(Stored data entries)
▬▬▬▬▬▬

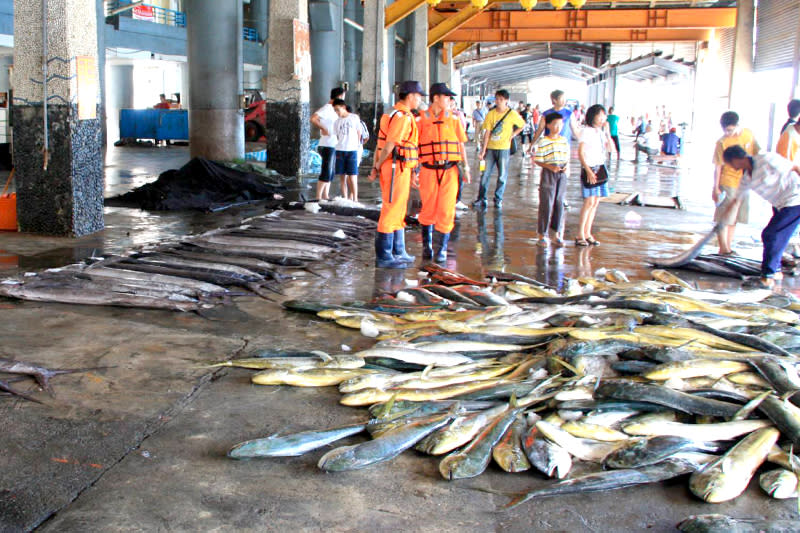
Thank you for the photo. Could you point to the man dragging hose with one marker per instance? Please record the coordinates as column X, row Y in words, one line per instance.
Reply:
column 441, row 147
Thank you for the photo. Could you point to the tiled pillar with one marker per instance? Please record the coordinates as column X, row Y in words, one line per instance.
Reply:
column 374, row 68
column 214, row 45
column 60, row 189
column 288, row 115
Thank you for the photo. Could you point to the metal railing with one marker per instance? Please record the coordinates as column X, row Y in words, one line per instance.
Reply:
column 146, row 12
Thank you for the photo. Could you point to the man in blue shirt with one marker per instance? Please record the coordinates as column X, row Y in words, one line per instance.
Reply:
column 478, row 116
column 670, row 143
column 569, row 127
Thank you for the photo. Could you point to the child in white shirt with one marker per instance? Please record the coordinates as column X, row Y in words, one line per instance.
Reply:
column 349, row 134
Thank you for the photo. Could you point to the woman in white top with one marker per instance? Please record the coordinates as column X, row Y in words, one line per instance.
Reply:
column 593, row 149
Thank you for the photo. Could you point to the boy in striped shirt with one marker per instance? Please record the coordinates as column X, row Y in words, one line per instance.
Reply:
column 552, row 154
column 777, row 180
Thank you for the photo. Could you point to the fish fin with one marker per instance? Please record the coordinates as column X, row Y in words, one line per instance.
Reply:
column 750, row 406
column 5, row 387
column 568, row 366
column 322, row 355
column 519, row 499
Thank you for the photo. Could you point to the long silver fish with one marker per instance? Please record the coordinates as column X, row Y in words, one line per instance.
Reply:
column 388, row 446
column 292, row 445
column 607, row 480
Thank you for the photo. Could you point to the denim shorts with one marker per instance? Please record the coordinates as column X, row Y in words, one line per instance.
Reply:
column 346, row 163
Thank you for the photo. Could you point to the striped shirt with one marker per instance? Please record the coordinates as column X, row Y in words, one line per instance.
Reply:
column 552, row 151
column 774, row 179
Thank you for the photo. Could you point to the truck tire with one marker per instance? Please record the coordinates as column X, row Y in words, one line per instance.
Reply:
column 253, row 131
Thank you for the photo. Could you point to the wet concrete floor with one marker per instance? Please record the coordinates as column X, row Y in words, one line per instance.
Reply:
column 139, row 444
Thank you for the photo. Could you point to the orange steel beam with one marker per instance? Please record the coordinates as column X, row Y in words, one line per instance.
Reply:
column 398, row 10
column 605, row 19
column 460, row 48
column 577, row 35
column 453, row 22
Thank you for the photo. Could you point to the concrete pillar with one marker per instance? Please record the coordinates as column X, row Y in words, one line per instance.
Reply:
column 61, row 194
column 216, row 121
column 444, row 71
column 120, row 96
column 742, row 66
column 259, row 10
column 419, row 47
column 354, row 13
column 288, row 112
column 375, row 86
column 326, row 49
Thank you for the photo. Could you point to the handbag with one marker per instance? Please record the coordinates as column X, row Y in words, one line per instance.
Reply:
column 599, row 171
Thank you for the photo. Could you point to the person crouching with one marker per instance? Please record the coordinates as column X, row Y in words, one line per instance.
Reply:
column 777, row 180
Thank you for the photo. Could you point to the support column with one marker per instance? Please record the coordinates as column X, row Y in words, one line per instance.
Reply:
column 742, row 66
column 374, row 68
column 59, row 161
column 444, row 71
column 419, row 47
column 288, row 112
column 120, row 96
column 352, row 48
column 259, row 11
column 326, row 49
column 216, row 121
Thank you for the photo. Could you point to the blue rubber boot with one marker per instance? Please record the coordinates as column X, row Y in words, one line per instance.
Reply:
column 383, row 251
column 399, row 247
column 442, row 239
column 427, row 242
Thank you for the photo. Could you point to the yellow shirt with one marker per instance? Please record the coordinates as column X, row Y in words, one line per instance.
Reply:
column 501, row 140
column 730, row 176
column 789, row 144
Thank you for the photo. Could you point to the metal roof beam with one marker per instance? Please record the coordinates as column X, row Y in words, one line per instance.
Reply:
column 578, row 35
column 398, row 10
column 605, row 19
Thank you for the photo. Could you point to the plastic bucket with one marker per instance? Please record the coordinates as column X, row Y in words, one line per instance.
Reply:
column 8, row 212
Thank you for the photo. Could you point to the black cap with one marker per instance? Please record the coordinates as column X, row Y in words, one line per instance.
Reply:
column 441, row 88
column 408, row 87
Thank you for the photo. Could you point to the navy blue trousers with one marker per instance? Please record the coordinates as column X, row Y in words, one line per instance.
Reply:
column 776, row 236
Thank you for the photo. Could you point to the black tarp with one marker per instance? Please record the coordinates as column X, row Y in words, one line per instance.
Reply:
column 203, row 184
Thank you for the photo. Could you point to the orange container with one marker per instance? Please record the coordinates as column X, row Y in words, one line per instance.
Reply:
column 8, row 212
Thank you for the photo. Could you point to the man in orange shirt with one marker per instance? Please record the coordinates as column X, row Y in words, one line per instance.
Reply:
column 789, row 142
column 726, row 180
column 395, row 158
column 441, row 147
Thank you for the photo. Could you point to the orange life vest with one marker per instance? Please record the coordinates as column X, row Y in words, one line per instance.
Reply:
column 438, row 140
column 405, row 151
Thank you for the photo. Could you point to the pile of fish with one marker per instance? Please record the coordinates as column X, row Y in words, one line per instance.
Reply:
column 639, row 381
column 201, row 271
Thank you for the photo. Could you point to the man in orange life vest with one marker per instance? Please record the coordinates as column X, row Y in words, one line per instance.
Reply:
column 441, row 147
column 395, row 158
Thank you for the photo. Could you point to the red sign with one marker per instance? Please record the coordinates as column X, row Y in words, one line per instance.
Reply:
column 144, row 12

▬▬▬▬▬▬

- **What is being asked**:
Pictures stay out; the records above are otherwise reproduced exactly.

- **Task answer**:
Thank you for the photo. Could you point to the man dragging hose with one marker per instance? Please record the coordinates as column X, row Y in words, one line per instance.
Reply:
column 441, row 147
Thank you for the photo. Could you point to the tiled pillar with one marker per instance? Please record the coordinates as column X, row Y in words, one line per instance.
Reply:
column 374, row 68
column 214, row 45
column 60, row 189
column 288, row 115
Thank you for the photo. Could you point to the metal railing with one marker per instance? Please record the coordinates as column X, row Y in words, one line per instance.
Reply:
column 146, row 12
Thank you for the photo. Could you point to the man in blue shirt with one marker per instance? Please record the coordinates as column X, row Y in words, one line per instance.
Reply:
column 478, row 116
column 670, row 143
column 569, row 127
Thank you for the photo. Could you point to the child in white shirt with one marker per instance? Please record the coordinates as column X, row Y in words, one line per instance.
Reply:
column 349, row 134
Thank you for the photo. Could you point to the woman in white top with one marker per instance? Please record the coordinates as column X, row Y in words, one line per instance.
Reply:
column 593, row 149
Thank you for the photo. Could you point to the boy in striped shirt with one marker per instance? Please record the coordinates as column X, row Y in words, one line per instance.
Reply:
column 552, row 154
column 777, row 180
Thank you for the photo. Could you point to the fish fin with one marker per instance? Please record the coordinates as column X, row Y in words, one line per instance.
Reply:
column 750, row 406
column 5, row 387
column 568, row 366
column 322, row 355
column 519, row 499
Thank you for the photo. Could you point to the long silver fish with one marker per instance? Please record the coordinates as column X, row Y in words, one line per instance.
Reply:
column 388, row 446
column 292, row 445
column 607, row 480
Thank you for the photo. Could you point to the denim shorts with one marker per instance? Please record the coordinates as column X, row Y in words, one line per instance.
Reply:
column 346, row 163
Thank you for the photo. Could you point to the striped shirt with one marker per instance? Please record the coordinates as column X, row Y in words, one line per instance.
Reply:
column 552, row 151
column 774, row 179
Thank you for the photo. Could you point to the truck tire with one marker per instance? Please record the coordinates as column X, row Y in words, one line per instance.
Reply:
column 253, row 131
Thank you for the photo. Could you point to the wet concrete floor with one marker per instance? Please record the coordinates as column X, row Y in words, one line per instance.
Reply:
column 139, row 444
Thank you for the photo. Could you point to the orange steel beam with one marker per instance? Please record the coordinates as column X, row Y in words, one line per instance.
Reply:
column 398, row 10
column 605, row 19
column 460, row 48
column 577, row 35
column 453, row 22
Thank you for the photo. Could you point to the concrete pillar with one marker per instance? Please record the coordinates as column X, row Y in words, one line per instance.
Reply:
column 61, row 194
column 216, row 121
column 444, row 71
column 120, row 96
column 742, row 66
column 259, row 10
column 419, row 47
column 354, row 13
column 288, row 112
column 375, row 86
column 326, row 49
Thank you for the photo. Could you point to the handbag with one marker per instance? Please record the coordinates as column X, row Y in words, one line per instance.
Reply:
column 599, row 171
Thank you for the photo. Could you point to the person crouching with one marker per instance? Please record the coordinates as column X, row Y in words, one line per instance.
Reply:
column 777, row 180
Thank you for the photo. Could you point to the support column with one marker per instance? Please record the coordinates as column X, row Y in words, one line per instance.
Reply:
column 742, row 66
column 374, row 68
column 59, row 161
column 444, row 71
column 419, row 47
column 288, row 112
column 120, row 96
column 352, row 48
column 259, row 11
column 326, row 49
column 216, row 121
Thank you for the photo. Could you point to the blue rubber boot with one marker per instance? Please record the coordinates as column X, row Y in words, one line per instance.
Reply:
column 383, row 251
column 399, row 247
column 442, row 239
column 427, row 242
Thank you for the photo. Could you point to the yellow shirt with one marker per instance? Please record the coordinates as column X, row Y in words, one line per instance.
Reply:
column 501, row 140
column 730, row 176
column 789, row 144
Thank you for the photo. Could you point to the metal roof beam with one marker per instance? Please record the coordinates as column X, row Y in words, one line per instance.
Reply:
column 578, row 35
column 398, row 10
column 605, row 19
Thank you for the photo. Could you point to the plastic bucket with one marker per instance? Please record the coordinates as column X, row Y in words, one line per instance.
Reply:
column 8, row 212
Thank you for the photo. Could you point to the black cap with one marker per instance? Please record the coordinates as column X, row Y in words, one line per instance.
Reply:
column 441, row 88
column 408, row 87
Thank you for the photo. Could you point to the navy blue trousers with one marker per instance? Please record the coordinates as column X, row Y in words, one line per instance.
Reply:
column 776, row 236
Thank you for the photo. Could you point to the black tarp with one marker per instance? Please record the coordinates as column X, row Y in words, one line per instance.
Reply:
column 203, row 184
Thank you for the photo. Could you point to the orange container with one marker per instance? Please record the coordinates as column X, row Y in words, one line per instance.
Reply:
column 8, row 212
Thank you for the photo. Could you point to the man in orange shirt with one marker per instance? Please record the coordinates as column X, row Y in words, one line per instance.
Reply:
column 789, row 142
column 726, row 180
column 395, row 158
column 441, row 147
Thank you for the photo. Could you point to the orange life vest with one marker per instance? Please record the coordinates as column X, row Y in words, one line per instance.
Reply:
column 438, row 140
column 405, row 151
Thank you for the photo. Could you point to the pile of fish with one marker per instance? Please record the coordinates as column X, row Y in words, one line per instance.
Reply:
column 639, row 381
column 201, row 271
Thank you for the photo. Could you point to the man in orange life vest with one marker per instance? Please record the coordinates as column X, row Y in words, one line per instance.
Reply:
column 441, row 147
column 395, row 158
Thank you for the photo. Could you point to the red sign with one marker per instance? Please record the coordinates as column X, row Y in words, one line per instance.
Reply:
column 144, row 12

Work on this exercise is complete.